EXERCISE PROMPT: Please repeat the data shown below, word for word.
----- THE RECORDS -----
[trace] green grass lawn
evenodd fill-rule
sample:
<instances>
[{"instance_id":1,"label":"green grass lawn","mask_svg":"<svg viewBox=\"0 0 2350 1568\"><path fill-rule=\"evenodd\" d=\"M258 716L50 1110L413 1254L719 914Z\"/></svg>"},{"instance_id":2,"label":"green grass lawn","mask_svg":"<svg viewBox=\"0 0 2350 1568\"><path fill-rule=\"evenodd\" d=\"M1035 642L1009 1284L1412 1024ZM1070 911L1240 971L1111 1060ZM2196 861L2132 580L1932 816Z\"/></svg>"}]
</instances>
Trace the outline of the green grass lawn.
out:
-----
WRITTEN RESPONSE:
[trace] green grass lawn
evenodd fill-rule
sample:
<instances>
[{"instance_id":1,"label":"green grass lawn","mask_svg":"<svg viewBox=\"0 0 2350 1568\"><path fill-rule=\"evenodd\" d=\"M258 716L50 1110L413 1254L719 914Z\"/></svg>"},{"instance_id":2,"label":"green grass lawn","mask_svg":"<svg viewBox=\"0 0 2350 1568\"><path fill-rule=\"evenodd\" d=\"M1035 642L1009 1284L1412 1024ZM1070 911L1240 971L1111 1060ZM2196 861L2132 580L1932 816Z\"/></svg>"}]
</instances>
Trace the outline of the green grass lawn.
out:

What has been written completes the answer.